[Activity]
Would you return all of this data exactly, leaving nothing out?

[Data to examine]
:::

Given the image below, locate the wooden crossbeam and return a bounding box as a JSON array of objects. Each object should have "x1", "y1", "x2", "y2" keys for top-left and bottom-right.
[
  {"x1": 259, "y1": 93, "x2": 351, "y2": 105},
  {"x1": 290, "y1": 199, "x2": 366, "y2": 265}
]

:::

[Task solution]
Given the image below, locate the wooden crossbeam and return a bounding box as a JSON array of objects. Each object should have "x1", "y1", "x2", "y2" keys for top-left and bottom-right.
[
  {"x1": 259, "y1": 93, "x2": 351, "y2": 105},
  {"x1": 290, "y1": 199, "x2": 366, "y2": 265}
]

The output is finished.